Turn every line of the records below into a numbered list, omitting any blank lines.

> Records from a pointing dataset

☆ ☆ ☆ ☆ ☆

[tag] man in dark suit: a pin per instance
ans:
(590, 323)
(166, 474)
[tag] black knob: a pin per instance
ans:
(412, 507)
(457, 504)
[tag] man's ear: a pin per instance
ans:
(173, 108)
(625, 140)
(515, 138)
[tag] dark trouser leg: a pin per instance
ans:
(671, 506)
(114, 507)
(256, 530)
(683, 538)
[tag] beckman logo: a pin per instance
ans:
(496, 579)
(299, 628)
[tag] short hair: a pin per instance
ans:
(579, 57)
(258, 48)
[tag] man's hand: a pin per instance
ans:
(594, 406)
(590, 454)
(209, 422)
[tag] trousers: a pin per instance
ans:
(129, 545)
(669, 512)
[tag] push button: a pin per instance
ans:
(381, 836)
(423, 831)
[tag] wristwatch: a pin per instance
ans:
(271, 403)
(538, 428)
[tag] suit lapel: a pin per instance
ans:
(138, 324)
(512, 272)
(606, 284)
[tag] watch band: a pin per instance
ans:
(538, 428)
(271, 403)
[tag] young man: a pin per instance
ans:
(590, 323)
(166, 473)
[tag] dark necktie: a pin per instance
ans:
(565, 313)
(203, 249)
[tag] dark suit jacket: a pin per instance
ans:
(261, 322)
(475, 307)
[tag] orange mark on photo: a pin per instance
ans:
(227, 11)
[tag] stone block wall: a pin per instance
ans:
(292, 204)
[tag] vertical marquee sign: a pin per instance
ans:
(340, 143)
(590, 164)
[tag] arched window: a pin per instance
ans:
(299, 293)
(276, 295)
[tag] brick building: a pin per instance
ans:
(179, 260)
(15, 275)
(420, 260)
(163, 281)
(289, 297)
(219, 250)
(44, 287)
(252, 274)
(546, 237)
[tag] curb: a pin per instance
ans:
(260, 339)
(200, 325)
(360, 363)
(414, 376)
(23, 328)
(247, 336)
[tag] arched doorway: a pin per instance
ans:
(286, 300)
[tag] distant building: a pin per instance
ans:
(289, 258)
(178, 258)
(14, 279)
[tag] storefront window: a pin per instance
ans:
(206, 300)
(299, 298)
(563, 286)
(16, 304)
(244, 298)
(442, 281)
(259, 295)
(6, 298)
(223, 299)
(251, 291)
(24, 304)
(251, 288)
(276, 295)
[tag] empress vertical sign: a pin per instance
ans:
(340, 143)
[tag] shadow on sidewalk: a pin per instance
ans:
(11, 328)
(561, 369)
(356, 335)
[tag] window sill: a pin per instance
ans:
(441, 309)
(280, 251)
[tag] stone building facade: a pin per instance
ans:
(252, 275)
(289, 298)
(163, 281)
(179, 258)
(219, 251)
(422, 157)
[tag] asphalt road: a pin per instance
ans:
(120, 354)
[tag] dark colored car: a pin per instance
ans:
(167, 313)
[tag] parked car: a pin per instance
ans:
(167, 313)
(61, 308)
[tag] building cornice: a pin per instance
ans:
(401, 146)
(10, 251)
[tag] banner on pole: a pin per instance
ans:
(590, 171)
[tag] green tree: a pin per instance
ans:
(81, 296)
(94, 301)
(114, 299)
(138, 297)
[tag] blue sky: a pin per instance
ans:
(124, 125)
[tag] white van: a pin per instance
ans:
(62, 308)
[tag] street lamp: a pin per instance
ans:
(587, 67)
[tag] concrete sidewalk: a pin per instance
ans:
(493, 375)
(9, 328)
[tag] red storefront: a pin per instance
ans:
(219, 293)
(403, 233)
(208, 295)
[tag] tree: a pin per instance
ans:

☆ ☆ ☆ ☆ ☆

> Output of the exercise
1. [tag] man in dark suit: a pin per instance
2. ans:
3. (590, 323)
4. (166, 474)
5. [tag] black knob: a pin per instance
6. ans:
7. (412, 507)
8. (457, 504)
9. [tag] man's ear: a pin per instance
10. ans:
11. (173, 108)
12. (625, 140)
13. (515, 138)
14. [tag] dark trouser leg: a pin per instance
15. ans:
16. (671, 506)
17. (114, 507)
18. (256, 530)
19. (683, 538)
20. [tag] beckman logo: a pin per instance
21. ans:
22. (496, 579)
23. (299, 628)
24. [tag] short hair: a pin per instance
25. ans:
26. (579, 57)
27. (258, 48)
28. [tag] man's hand: a pin per instance
29. ans:
30. (594, 406)
31. (590, 454)
32. (209, 422)
33. [tag] trousers: a pin per instance
34. ans:
35. (129, 545)
36. (669, 512)
37. [tag] push button: a pin per instance
38. ans:
39. (381, 836)
40. (423, 831)
41. [tag] wristwatch: a pin per instance
42. ans:
43. (271, 403)
44. (538, 428)
45. [tag] suit lapel: a pin per instance
46. ans:
47. (138, 324)
48. (512, 272)
49. (606, 284)
50. [tag] watch band: a pin per instance
51. ans:
52. (538, 428)
53. (271, 403)
54. [tag] young man: a pin per instance
55. ans:
56. (590, 323)
57. (166, 473)
58. [tag] dark necktie: a pin per instance
59. ans:
60. (565, 313)
61. (203, 249)
62. [tag] dark suit jacket: a pin per instance
63. ans:
64. (261, 322)
65. (475, 307)
66. [tag] orange mark on photo: a pin per instance
67. ans:
68. (227, 11)
69. [tag] stone block wall: a pin per instance
70. ans:
71. (292, 204)
72. [tag] vertical marquee sign: a pin per instance
73. ans:
74. (340, 143)
75. (590, 164)
76. [tag] arched window: a pin per instance
77. ans:
78. (299, 293)
79. (276, 295)
80. [tag] brick building: a pin per instance
81. ans:
82. (179, 260)
83. (15, 275)
84. (420, 260)
85. (163, 281)
86. (289, 297)
87. (219, 250)
88. (44, 287)
89. (252, 274)
90. (546, 237)
91. [tag] curb: a pin per instance
92. ans:
93. (260, 339)
94. (200, 325)
95. (360, 363)
96. (414, 376)
97. (23, 328)
98. (247, 336)
99. [tag] arched doorway: a pin per instance
100. ans:
101. (286, 300)
102. [tag] distant building: a pin per instance
103. ans:
104. (289, 258)
105. (178, 258)
106. (14, 279)
107. [tag] storefront window: a pin per instance
108. ans:
109. (206, 300)
110. (299, 298)
111. (563, 286)
112. (16, 304)
113. (244, 298)
114. (442, 281)
115. (259, 295)
116. (6, 298)
117. (223, 299)
118. (251, 291)
119. (24, 304)
120. (251, 288)
121. (276, 295)
122. [tag] empress vertical sign: a pin per instance
123. ans:
124. (340, 143)
125. [tag] shadow on sidewalk: a pin per instance
126. ans:
127. (11, 328)
128. (561, 369)
129. (356, 335)
130. [tag] window sill: a pin per instance
131. ans:
132. (441, 309)
133. (280, 251)
134. [tag] stone building facade: a pin per instance
135. ans:
136. (252, 275)
137. (289, 298)
138. (163, 281)
139. (179, 258)
140. (219, 251)
141. (422, 157)
142. [tag] asphalt road: a pin per instance
143. ans:
144. (120, 354)
145. [tag] dark colored car: a pin per instance
146. ans:
147. (167, 313)
148. [tag] parked car: a pin per instance
149. ans:
150. (167, 313)
151. (61, 308)
152. [tag] building cornice: a pin per instance
153. ans:
154. (401, 146)
155. (10, 251)
156. [tag] banner on pole: a pin per instance
157. ans:
158. (590, 171)
159. [tag] green tree: a pin per instance
160. ans:
161. (81, 296)
162. (94, 301)
163. (114, 299)
164. (138, 297)
165. [tag] blue sky: a pin per instance
166. ans:
167. (124, 125)
168. [tag] white van: a pin per instance
169. ans:
170. (62, 308)
171. [tag] street lamp: a pin per instance
172. ans:
173. (587, 67)
174. [tag] concrete sidewalk: a pin per instance
175. ans:
176. (493, 375)
177. (9, 328)
178. [tag] red storefront: a pin per instance
179. ans:
180. (219, 293)
181. (403, 233)
182. (208, 295)
183. [tag] tree: a pin per instance
184. ans:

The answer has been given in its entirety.